**Raw data:**
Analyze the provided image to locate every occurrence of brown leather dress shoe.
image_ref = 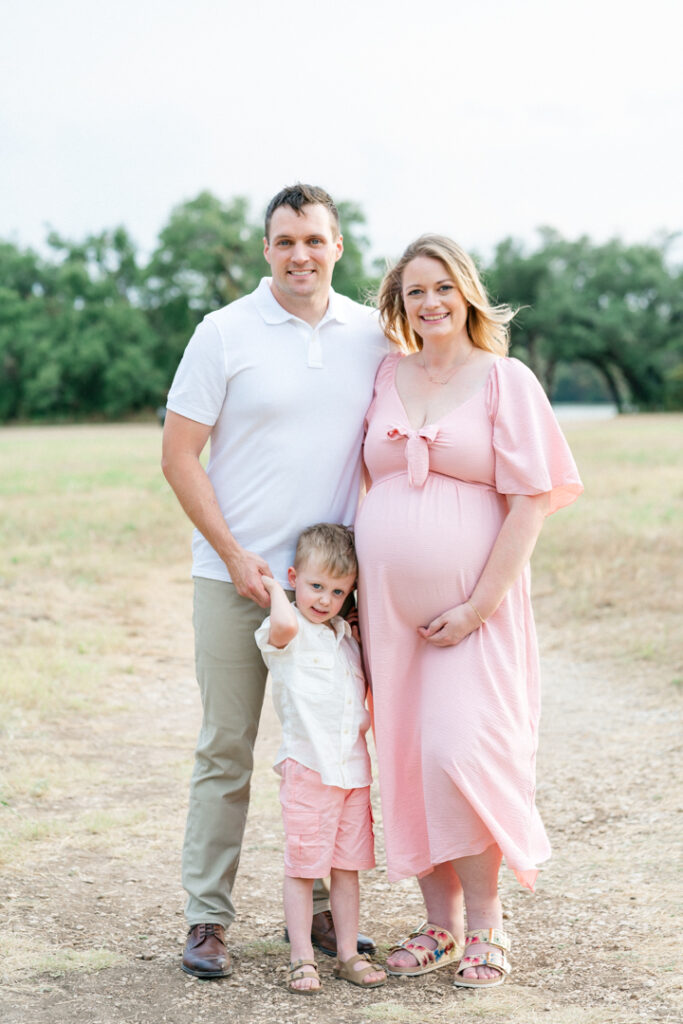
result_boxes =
[285,910,377,957]
[182,923,232,978]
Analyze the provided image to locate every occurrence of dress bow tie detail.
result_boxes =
[387,423,440,487]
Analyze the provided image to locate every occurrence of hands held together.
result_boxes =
[227,548,274,608]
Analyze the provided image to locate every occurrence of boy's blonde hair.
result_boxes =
[293,523,358,579]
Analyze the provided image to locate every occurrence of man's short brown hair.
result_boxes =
[264,183,340,240]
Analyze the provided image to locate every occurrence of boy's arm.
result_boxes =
[262,577,298,649]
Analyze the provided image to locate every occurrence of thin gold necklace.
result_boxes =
[418,346,474,385]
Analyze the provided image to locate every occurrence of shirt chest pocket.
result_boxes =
[289,651,335,695]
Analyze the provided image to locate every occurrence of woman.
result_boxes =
[355,235,582,987]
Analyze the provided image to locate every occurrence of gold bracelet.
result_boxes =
[467,599,486,625]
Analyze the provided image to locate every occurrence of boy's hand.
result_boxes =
[345,603,361,645]
[262,575,287,600]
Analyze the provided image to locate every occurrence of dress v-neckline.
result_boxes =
[390,354,500,432]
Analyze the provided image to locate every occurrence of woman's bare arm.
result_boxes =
[419,492,550,646]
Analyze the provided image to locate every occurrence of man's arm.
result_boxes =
[161,410,273,608]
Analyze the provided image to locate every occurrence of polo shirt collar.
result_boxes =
[254,277,347,326]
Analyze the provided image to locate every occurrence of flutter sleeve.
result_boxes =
[487,357,583,515]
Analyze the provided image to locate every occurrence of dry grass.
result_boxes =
[533,413,683,684]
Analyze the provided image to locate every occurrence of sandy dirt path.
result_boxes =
[2,557,681,1024]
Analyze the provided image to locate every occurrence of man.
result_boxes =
[162,184,389,978]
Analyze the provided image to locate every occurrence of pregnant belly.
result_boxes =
[355,474,506,624]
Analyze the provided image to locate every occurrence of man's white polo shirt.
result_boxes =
[166,278,389,586]
[255,607,372,790]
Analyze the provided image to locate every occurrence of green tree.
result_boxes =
[15,229,165,419]
[0,241,54,420]
[143,192,264,384]
[332,200,377,302]
[486,230,683,410]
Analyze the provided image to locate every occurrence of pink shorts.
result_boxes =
[279,759,375,878]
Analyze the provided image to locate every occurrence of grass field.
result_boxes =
[2,415,680,729]
[1,415,681,1024]
[532,413,682,682]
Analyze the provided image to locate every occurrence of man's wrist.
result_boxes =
[218,536,243,570]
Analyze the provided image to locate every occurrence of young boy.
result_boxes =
[255,523,386,994]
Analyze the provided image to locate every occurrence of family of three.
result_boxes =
[161,183,582,994]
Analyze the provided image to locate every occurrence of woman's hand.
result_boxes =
[418,493,549,647]
[417,602,481,647]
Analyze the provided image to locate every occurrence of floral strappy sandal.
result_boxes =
[453,928,511,988]
[386,920,461,977]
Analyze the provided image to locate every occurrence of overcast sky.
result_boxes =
[1,0,681,264]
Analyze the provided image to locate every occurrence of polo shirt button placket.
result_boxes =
[307,327,323,369]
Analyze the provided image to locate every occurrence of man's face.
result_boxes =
[264,203,343,310]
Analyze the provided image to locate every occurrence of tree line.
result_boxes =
[1,191,681,422]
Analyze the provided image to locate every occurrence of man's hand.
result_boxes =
[226,548,274,608]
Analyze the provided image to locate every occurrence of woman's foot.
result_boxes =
[453,928,511,988]
[386,922,461,976]
[460,940,502,981]
[386,930,436,971]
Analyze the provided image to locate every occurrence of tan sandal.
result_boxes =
[386,920,461,977]
[453,928,511,988]
[334,953,386,988]
[286,958,321,994]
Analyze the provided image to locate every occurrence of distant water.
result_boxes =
[552,403,618,422]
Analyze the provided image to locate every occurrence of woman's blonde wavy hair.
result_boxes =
[377,234,514,355]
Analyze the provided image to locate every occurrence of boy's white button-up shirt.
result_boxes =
[255,607,372,789]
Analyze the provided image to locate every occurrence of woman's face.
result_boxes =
[401,256,469,345]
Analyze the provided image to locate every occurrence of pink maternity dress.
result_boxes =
[355,353,582,889]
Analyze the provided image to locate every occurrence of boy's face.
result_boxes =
[287,557,356,627]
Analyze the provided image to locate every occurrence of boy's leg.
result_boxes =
[330,869,385,984]
[284,876,315,958]
[325,783,378,966]
[328,869,359,962]
[283,875,320,990]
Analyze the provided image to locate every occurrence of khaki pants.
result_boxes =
[182,578,330,929]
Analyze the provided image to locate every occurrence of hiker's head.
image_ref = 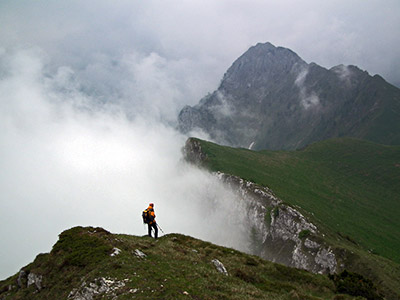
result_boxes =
[149,203,154,207]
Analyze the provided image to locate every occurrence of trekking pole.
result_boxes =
[157,223,165,234]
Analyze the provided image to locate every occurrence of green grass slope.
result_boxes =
[0,226,366,300]
[194,137,400,265]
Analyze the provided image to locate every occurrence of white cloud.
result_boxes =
[294,68,320,110]
[332,64,353,86]
[301,93,320,110]
[214,91,235,117]
[2,1,400,87]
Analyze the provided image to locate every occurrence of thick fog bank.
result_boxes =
[0,49,250,280]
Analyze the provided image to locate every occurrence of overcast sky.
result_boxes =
[1,0,400,280]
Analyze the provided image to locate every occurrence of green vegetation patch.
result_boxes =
[299,229,311,239]
[51,226,113,267]
[329,270,383,300]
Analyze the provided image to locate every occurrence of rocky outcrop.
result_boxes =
[110,247,121,257]
[216,172,337,274]
[17,270,43,291]
[211,259,229,276]
[134,249,147,259]
[27,273,43,291]
[16,270,27,289]
[68,277,129,300]
[182,138,208,165]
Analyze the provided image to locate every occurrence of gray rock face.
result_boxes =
[216,172,337,274]
[110,247,121,257]
[134,249,147,259]
[182,138,208,165]
[68,277,127,300]
[17,270,43,291]
[27,273,43,291]
[17,270,27,289]
[211,259,228,276]
[178,42,400,150]
[16,270,43,292]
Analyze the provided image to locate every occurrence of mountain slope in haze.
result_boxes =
[178,42,400,150]
[187,137,400,264]
[0,226,370,300]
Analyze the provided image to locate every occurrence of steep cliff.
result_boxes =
[183,138,337,274]
[217,172,337,274]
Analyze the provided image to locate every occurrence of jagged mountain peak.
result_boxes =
[245,42,300,59]
[253,41,275,48]
[178,42,400,150]
[220,42,306,91]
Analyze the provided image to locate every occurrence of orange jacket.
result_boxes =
[147,206,156,224]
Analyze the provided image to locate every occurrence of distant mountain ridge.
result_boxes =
[178,42,400,150]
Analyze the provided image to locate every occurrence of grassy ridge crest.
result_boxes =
[1,226,364,299]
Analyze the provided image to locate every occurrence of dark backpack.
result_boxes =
[142,209,150,224]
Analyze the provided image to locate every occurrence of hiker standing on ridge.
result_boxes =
[143,203,158,239]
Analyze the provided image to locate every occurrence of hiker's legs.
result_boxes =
[153,223,158,239]
[148,224,152,237]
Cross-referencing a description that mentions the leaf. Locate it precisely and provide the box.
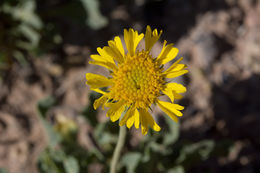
[2,0,42,49]
[176,140,215,164]
[17,24,40,48]
[81,92,100,126]
[163,116,180,146]
[37,96,61,148]
[13,50,28,66]
[0,168,8,173]
[41,119,62,149]
[49,149,66,162]
[38,150,62,173]
[37,96,56,118]
[167,166,185,173]
[142,142,151,162]
[11,0,42,29]
[80,0,108,29]
[121,152,142,173]
[63,157,79,173]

**Exercise instructions:** The entries above should be retyped word for word, with all pictures omitted.

**Exercise solution:**
Analyze the provided image to locate every occurrence of brown leather dress shoe.
image_ref = 
result_boxes =
[285,910,377,957]
[182,923,232,978]
Analyze the provided image to locate every occurrence of dress bow tie detail.
result_boxes =
[387,423,440,487]
Analyze the provided image to locate every occurrence of hands held together.
result_boxes =
[227,548,274,608]
Analyze the provided image to locate every occurrence of boy's blonde hair.
result_boxes =
[293,523,358,579]
Analyze the provided image to locate every occurrence of man's short brown hair.
result_boxes =
[264,183,340,240]
Analyze the provided image to locate every occurrence of boy's arm.
result_boxes =
[262,577,298,649]
Analyze the provided image to locate every occurrence of thin gold necklace.
result_boxes =
[418,346,474,385]
Analyze the provided image to locate every occurrence of shirt chest pocket.
result_boxes =
[289,651,335,695]
Analyze the provided image to locate every occurrence of woman.
result_boxes =
[355,235,582,987]
Analyze the provided image to locate every occurrence of gold bracelet.
result_boxes =
[467,599,486,625]
Analyze the provided image to locate every occurrence of boy's hand.
result_boxes =
[345,603,361,645]
[262,575,287,600]
Analyze the provided image to locate every occurrence of dress v-neckline.
result_boxes =
[390,354,500,432]
Analyze the provided image to locate every occurrence of woman's bare arm.
result_boxes =
[419,492,550,646]
Analyze the provided image to locate every occurrence of man's arm.
result_boxes =
[161,410,273,608]
Analyze the provided image to locate every occurrence of polo shirt collar.
result_boxes =
[254,277,347,326]
Analyze the provided image to locate every occurrence of flutter sleeve.
result_boxes =
[487,357,583,515]
Analyze the provided image to locate every occurrence of dry grass.
result_boxes =
[533,413,683,684]
Analyze the provided image to locate every occurrence of sandy dirt path.
result_boxes =
[2,557,681,1024]
Analyze the provided image to locate every occurrence of man.
result_boxes =
[162,184,389,978]
Analyze the provided image to locate every occurrence of pregnant belly.
result_boxes =
[355,474,506,624]
Analyze the provided image to locate every occurrence of man's white polo shirt.
result_boxes =
[166,278,389,586]
[255,607,372,790]
Analyze the provided image to locate every occurrence of green tree.
result_boxes =
[15,229,165,419]
[0,241,54,420]
[143,192,264,384]
[332,200,377,302]
[486,230,683,410]
Analyze the provided image to locate every occurrence of pink shorts.
result_boxes =
[279,759,375,878]
Analyze the provided image to locate every occurrence of grass field.
result_boxes =
[2,415,680,729]
[1,415,681,1024]
[532,413,682,682]
Analyze the provided image to locate every occurrence of man's wrist.
result_boxes =
[218,536,243,570]
Analyze the provided image to locate every occurrence of young boy.
result_boxes =
[255,523,386,994]
Analyze the provided image to locate every occurrence of family of three.
result_boxes =
[161,183,582,994]
Analyze the provided image to locate every occurrence of woman's hand.
result_boxes =
[418,493,549,647]
[417,602,481,647]
Analyze the provided image to locate every occurrence of floral strappy sandal.
result_boxes =
[453,928,511,988]
[386,920,461,977]
Analyze the provided image to locate every occurrence of overcast sky.
result_boxes =
[1,0,681,264]
Analyze the provided image to locate every occurrence of polo shirt button placket.
result_boxes =
[307,327,323,369]
Analyze the provided image to locate every occurrence of man's face.
result_boxes =
[264,203,343,310]
Analyze the provided image to locate every occurrence of tree line.
result_boxes =
[1,191,681,422]
Analyze the provided image to locate every occurrence of man's hand.
result_boxes =
[226,548,274,608]
Analyze the provided image to locate every occurrence of woman's foot.
result_boxes =
[453,928,511,988]
[386,922,461,976]
[460,940,502,981]
[386,930,436,971]
Analyze the provided image to locate every occurrence of tan sandal.
result_boxes =
[386,920,461,977]
[453,928,511,988]
[334,953,386,988]
[286,958,321,994]
Analyze the provided image to locate every occurrence of distant water.
result_boxes =
[552,403,618,422]
Analyze the provided image to locate every occurrence of woman's blonde wavy hair.
result_boxes =
[377,234,514,355]
Analyze the provided image to locate every occurrence of boy's white button-up shirt.
result_boxes =
[255,607,372,789]
Analyze the provided image to locate every occurrence of woman's face.
result_boxes =
[401,256,469,345]
Analyze the provided image to locate every occurrence of pink maternity dress.
result_boxes =
[355,353,582,889]
Analyze the provided image to locate every occurrence of boy's face.
result_boxes =
[287,557,356,627]
Analyze the provided image to locate every occurrence of boy's leg.
result_boxes =
[330,869,385,984]
[284,876,315,958]
[325,783,378,966]
[328,869,359,962]
[283,875,320,990]
Analyze the provided image to locate every occurrence of khaki pants.
result_boxes =
[182,578,330,929]
Analyze the provided image to locate every occurrence of hiker's head.
image_ref = 
result_boxes =
[149,203,154,207]
Analyze the provided image to locate every occurrence of trekking pole.
result_boxes =
[157,223,165,234]
Analyze the provided image to locate every occurrence of green grass slope.
result_boxes =
[0,226,366,300]
[194,137,400,265]
Analyze the provided image to locate every occurrence of white cloud.
result_boxes =
[294,68,320,110]
[332,64,353,86]
[301,93,320,110]
[214,91,235,117]
[2,1,400,87]
Analyze the provided image to locate every occurrence of thick fog bank.
result_boxes =
[0,49,250,280]
Analyze the provided image to locate every occurrence of overcast sky.
result_boxes =
[1,0,400,280]
Analyze the provided image to locate every occurrence of green vegetation patch.
result_boxes =
[299,229,311,239]
[51,226,113,267]
[329,270,383,300]
Analyze the provided image to locate every occurrence of rocky outcrop.
result_boxes =
[110,247,121,257]
[216,172,337,274]
[17,270,43,291]
[211,259,229,276]
[134,249,147,259]
[27,273,43,291]
[16,270,27,289]
[68,277,129,300]
[182,138,208,165]
Analyze the provided image to locate every occurrence of gray rock face.
result_boxes =
[216,172,337,274]
[110,247,121,257]
[134,249,147,259]
[182,138,208,165]
[68,277,127,300]
[17,270,43,291]
[27,273,43,291]
[17,270,27,289]
[211,259,228,276]
[178,42,400,150]
[16,270,43,292]
Analyze the provided image to locate every occurrence of mountain slope in haze.
result_boxes =
[178,42,400,150]
[187,137,400,264]
[0,226,370,300]
Analyze the provided image to locate every occurrence of steep cliff.
result_boxes =
[183,138,337,274]
[217,172,337,274]
Analyze the provided image to locate every occurrence of jagged mountain peak.
result_boxes =
[245,42,300,59]
[253,41,275,48]
[178,42,400,150]
[220,42,306,91]
Analyze the provided image to locate every occurrence of orange jacket.
result_boxes =
[147,206,156,224]
Analyze the provided image to locate every occurrence of distant mountain ridge.
result_boxes =
[178,42,400,150]
Analyze the provided image to locate every occurrence of grassy ridge crest.
result_boxes =
[1,226,364,299]
Analyze the provided image to locate every occurrence of dark backpack.
result_boxes =
[142,209,150,224]
Analyze the provided image to locate every occurrence of hiker standing on ridge.
result_boxes =
[143,203,158,239]
Analyze the provided image to locate every occurrence of hiker's legs.
result_boxes =
[153,223,158,239]
[148,224,152,237]
Cross-referencing a description that mentions the leaf. Locate it precisely and provide the box.
[2,0,42,49]
[176,140,215,164]
[17,24,40,48]
[81,92,100,126]
[163,116,180,146]
[37,96,61,148]
[13,50,28,66]
[0,168,8,173]
[41,119,62,149]
[49,149,66,162]
[38,150,62,173]
[37,96,56,118]
[167,166,185,173]
[142,142,151,162]
[11,0,42,29]
[80,0,108,29]
[121,152,142,173]
[63,157,79,173]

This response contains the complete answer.